DATA FOR ANALYSIS -
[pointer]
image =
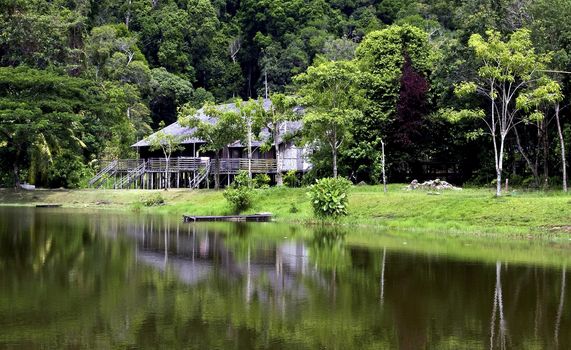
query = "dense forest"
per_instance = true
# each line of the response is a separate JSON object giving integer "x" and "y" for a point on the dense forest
{"x": 476, "y": 88}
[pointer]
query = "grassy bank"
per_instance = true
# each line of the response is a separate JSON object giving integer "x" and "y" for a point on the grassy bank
{"x": 475, "y": 211}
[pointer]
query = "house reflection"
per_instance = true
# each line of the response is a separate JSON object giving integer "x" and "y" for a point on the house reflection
{"x": 195, "y": 252}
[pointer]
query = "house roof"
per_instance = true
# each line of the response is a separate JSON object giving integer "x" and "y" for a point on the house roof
{"x": 178, "y": 130}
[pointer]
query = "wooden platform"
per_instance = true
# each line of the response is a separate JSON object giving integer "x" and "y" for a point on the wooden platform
{"x": 265, "y": 217}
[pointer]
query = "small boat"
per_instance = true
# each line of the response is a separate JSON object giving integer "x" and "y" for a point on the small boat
{"x": 261, "y": 217}
{"x": 48, "y": 205}
{"x": 27, "y": 187}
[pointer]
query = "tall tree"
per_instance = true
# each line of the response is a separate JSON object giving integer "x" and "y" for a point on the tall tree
{"x": 331, "y": 94}
{"x": 511, "y": 77}
{"x": 168, "y": 144}
{"x": 42, "y": 114}
{"x": 280, "y": 112}
{"x": 220, "y": 128}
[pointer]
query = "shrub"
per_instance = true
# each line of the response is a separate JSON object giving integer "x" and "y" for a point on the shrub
{"x": 262, "y": 181}
{"x": 153, "y": 200}
{"x": 329, "y": 197}
{"x": 239, "y": 193}
{"x": 290, "y": 179}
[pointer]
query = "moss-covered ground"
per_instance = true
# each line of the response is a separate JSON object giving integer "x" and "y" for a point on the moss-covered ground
{"x": 474, "y": 211}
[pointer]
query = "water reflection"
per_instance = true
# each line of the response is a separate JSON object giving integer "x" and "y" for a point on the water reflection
{"x": 99, "y": 280}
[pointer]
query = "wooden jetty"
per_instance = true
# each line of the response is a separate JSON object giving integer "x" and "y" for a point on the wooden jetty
{"x": 263, "y": 217}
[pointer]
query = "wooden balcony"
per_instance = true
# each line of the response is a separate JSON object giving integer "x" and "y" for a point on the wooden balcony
{"x": 234, "y": 165}
{"x": 191, "y": 164}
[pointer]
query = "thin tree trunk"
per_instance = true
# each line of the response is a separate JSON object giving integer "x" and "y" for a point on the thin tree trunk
{"x": 279, "y": 178}
{"x": 16, "y": 173}
{"x": 562, "y": 145}
{"x": 217, "y": 175}
{"x": 128, "y": 14}
{"x": 250, "y": 148}
{"x": 334, "y": 151}
{"x": 334, "y": 162}
{"x": 532, "y": 167}
{"x": 545, "y": 155}
{"x": 167, "y": 172}
{"x": 500, "y": 167}
{"x": 498, "y": 170}
{"x": 383, "y": 166}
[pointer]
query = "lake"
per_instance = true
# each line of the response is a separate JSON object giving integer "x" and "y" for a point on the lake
{"x": 74, "y": 279}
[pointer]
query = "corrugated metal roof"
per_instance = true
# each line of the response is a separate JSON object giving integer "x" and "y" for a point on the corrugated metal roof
{"x": 178, "y": 130}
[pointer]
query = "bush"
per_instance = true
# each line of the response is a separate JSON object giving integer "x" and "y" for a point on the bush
{"x": 290, "y": 179}
{"x": 239, "y": 193}
{"x": 262, "y": 181}
{"x": 153, "y": 200}
{"x": 329, "y": 197}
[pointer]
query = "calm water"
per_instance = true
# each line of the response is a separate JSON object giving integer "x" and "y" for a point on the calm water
{"x": 72, "y": 280}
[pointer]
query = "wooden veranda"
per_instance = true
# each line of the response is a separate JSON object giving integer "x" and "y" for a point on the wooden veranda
{"x": 179, "y": 172}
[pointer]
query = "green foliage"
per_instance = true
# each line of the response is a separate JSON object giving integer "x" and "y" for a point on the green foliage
{"x": 291, "y": 179}
{"x": 262, "y": 181}
{"x": 153, "y": 200}
{"x": 333, "y": 97}
{"x": 239, "y": 193}
{"x": 329, "y": 197}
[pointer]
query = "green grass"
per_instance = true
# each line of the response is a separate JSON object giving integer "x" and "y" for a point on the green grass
{"x": 474, "y": 211}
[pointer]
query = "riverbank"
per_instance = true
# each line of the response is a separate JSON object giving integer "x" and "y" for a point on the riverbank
{"x": 474, "y": 211}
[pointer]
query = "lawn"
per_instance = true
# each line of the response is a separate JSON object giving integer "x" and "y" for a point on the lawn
{"x": 476, "y": 211}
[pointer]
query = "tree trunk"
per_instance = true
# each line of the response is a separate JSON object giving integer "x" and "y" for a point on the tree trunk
{"x": 383, "y": 166}
{"x": 217, "y": 173}
{"x": 250, "y": 148}
{"x": 334, "y": 162}
{"x": 334, "y": 151}
{"x": 167, "y": 173}
{"x": 279, "y": 178}
{"x": 531, "y": 166}
{"x": 562, "y": 145}
{"x": 499, "y": 166}
{"x": 16, "y": 174}
{"x": 545, "y": 155}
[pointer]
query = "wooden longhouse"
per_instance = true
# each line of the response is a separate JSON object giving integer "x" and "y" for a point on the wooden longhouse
{"x": 193, "y": 167}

TASK TO CARRY OUT - Nothing but an exact copy of the data, without pictures, should be returned.

EXERCISE RESULT -
[pointer]
image =
query = "dense forest"
per_instance = true
# each line of the response is a separate JSON object giving integer "x" and "y" for a point on the dense forest
{"x": 476, "y": 88}
[pointer]
query = "grassy bank"
per_instance = true
# each line of the response is a separate JSON object giving integer "x" and "y" for a point on the grassy bank
{"x": 475, "y": 211}
[pointer]
query = "house reflection"
per_instance = true
# each line of the response is a separate JSON object giving integer "x" and "y" for a point on the house reflection
{"x": 195, "y": 252}
[pointer]
query = "house roof"
per_instance = true
# each line of the response is a separate JSON object giving integer "x" and "y" for a point on the house roof
{"x": 178, "y": 130}
[pointer]
query = "wooden platform"
per_instance = true
# each line of the response is a separate JSON object giving integer "x" and "y" for a point on the wooden platform
{"x": 265, "y": 217}
[pointer]
query = "small boat"
per_instance = true
# each line of the response is a separate JSON object giving integer "x" and "y" for a point on the small boat
{"x": 261, "y": 217}
{"x": 48, "y": 205}
{"x": 27, "y": 187}
[pointer]
query = "tall tree"
per_instance = true
# each line of the response is a separate JSON object giving integer "x" and "y" for a point on the tall tree
{"x": 331, "y": 94}
{"x": 511, "y": 77}
{"x": 168, "y": 144}
{"x": 42, "y": 114}
{"x": 280, "y": 112}
{"x": 220, "y": 128}
[pointer]
query = "shrub"
per_instance = true
# each line of the response is a separate JSON object giving integer "x" and "y" for a point on the shrub
{"x": 262, "y": 181}
{"x": 153, "y": 200}
{"x": 329, "y": 197}
{"x": 239, "y": 193}
{"x": 290, "y": 179}
[pointer]
query = "moss-covered ground"
per_instance = true
# each line of the response is a separate JSON object giving integer "x" and "y" for a point on the moss-covered ground
{"x": 474, "y": 211}
[pointer]
query = "water reflection"
per_instance = true
# each line of the response is a separate JSON object giving integer "x" and "y" for a point on the water reflection
{"x": 99, "y": 280}
[pointer]
query = "wooden jetty"
per_instance = true
# each line of the response is a separate JSON object giving integer "x" and "y" for a point on the wooden jetty
{"x": 263, "y": 217}
[pointer]
query = "wooden balcony"
per_instance = true
# each line of the response is a separate JSON object giving integer "x" and "y" for a point on the wooden balcony
{"x": 234, "y": 165}
{"x": 191, "y": 164}
[pointer]
query = "thin tree trunk"
per_instance = true
# each line of the response is a separate JSON object giving integer "x" and "y" for a point on the thin tree trunk
{"x": 279, "y": 178}
{"x": 16, "y": 173}
{"x": 562, "y": 145}
{"x": 217, "y": 175}
{"x": 128, "y": 14}
{"x": 250, "y": 148}
{"x": 334, "y": 151}
{"x": 334, "y": 162}
{"x": 532, "y": 167}
{"x": 545, "y": 155}
{"x": 167, "y": 172}
{"x": 500, "y": 167}
{"x": 498, "y": 170}
{"x": 383, "y": 166}
[pointer]
query = "lake"
per_instance = true
# each line of the response is a separate JSON object giving integer "x" and "y" for a point on the lake
{"x": 74, "y": 279}
[pointer]
query = "corrugated metal roof"
per_instance = true
# each line of the response is a separate JSON object giving integer "x" and "y" for a point on the corrugated metal roof
{"x": 178, "y": 130}
[pointer]
query = "bush"
per_instance = true
# each line of the response is a separate JSON object giving integer "x" and "y" for a point on the bush
{"x": 290, "y": 179}
{"x": 239, "y": 193}
{"x": 262, "y": 181}
{"x": 153, "y": 200}
{"x": 329, "y": 197}
[pointer]
query = "calm water"
per_instance = true
# each line of the response is a separate JSON object giving integer "x" and "y" for a point on the calm water
{"x": 72, "y": 280}
[pointer]
query = "wooden veranda"
per_instance = true
# each line of the response is a separate JSON object giving integer "x" and "y" for a point on the wooden veranda
{"x": 179, "y": 172}
[pointer]
query = "green foliage"
per_instance = true
# each line of the response is a separate JSON object giving integer "x" and "y" for a point on the green foliage
{"x": 291, "y": 179}
{"x": 262, "y": 181}
{"x": 153, "y": 200}
{"x": 333, "y": 97}
{"x": 239, "y": 193}
{"x": 329, "y": 197}
[pointer]
query = "green grass"
per_instance = true
# each line of the response is a separate JSON object giving integer "x" and "y" for a point on the green grass
{"x": 474, "y": 211}
[pointer]
query = "riverbank"
per_instance = true
# each line of the response is a separate JSON object giving integer "x" and "y" for a point on the riverbank
{"x": 474, "y": 211}
[pointer]
query = "lawn"
per_instance = true
# each line of the response is a separate JSON object giving integer "x" and "y" for a point on the lawn
{"x": 476, "y": 211}
[pointer]
query = "tree trunk"
per_instance = true
# each line of the response is a separate JSON object giving integer "x" and "y" for a point on the tree trunk
{"x": 383, "y": 166}
{"x": 217, "y": 173}
{"x": 250, "y": 148}
{"x": 334, "y": 162}
{"x": 334, "y": 151}
{"x": 167, "y": 173}
{"x": 279, "y": 178}
{"x": 531, "y": 166}
{"x": 562, "y": 145}
{"x": 499, "y": 166}
{"x": 16, "y": 174}
{"x": 545, "y": 155}
[pointer]
query = "wooden longhouse"
per_instance = true
# each line of the response is a separate JSON object giving integer "x" and "y" for a point on the wooden longhouse
{"x": 193, "y": 167}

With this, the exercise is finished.